__WORK REQUIRED__. Count the lines in the records below that contain the word "patterned", treating case as significant. Give only the number.

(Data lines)
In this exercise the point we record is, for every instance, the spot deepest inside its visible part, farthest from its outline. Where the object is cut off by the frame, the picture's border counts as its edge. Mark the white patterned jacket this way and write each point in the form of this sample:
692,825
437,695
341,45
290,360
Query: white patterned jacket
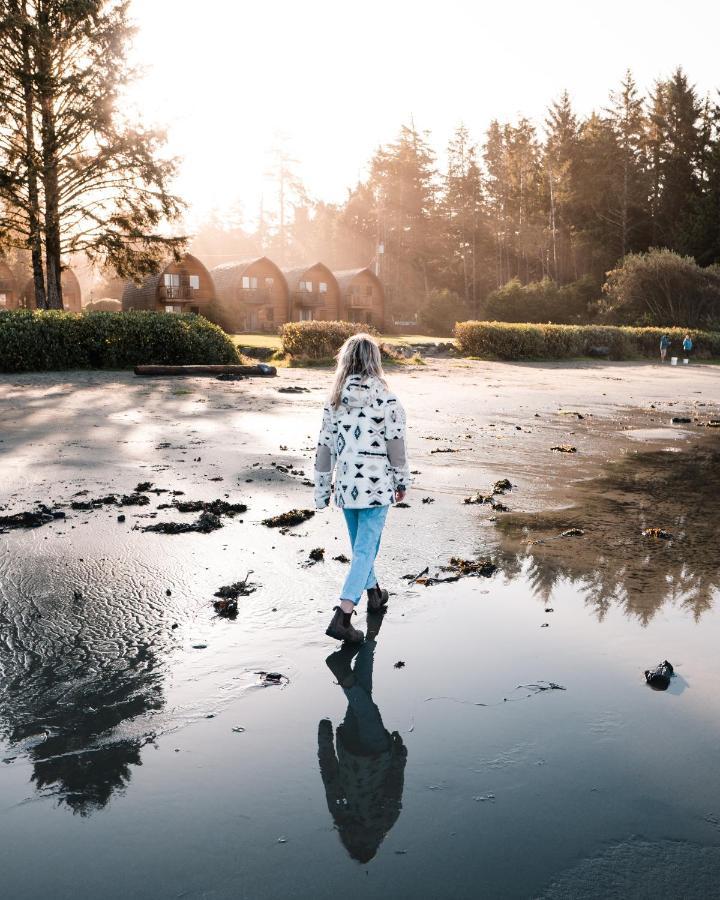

__FINAL ANSWER__. 2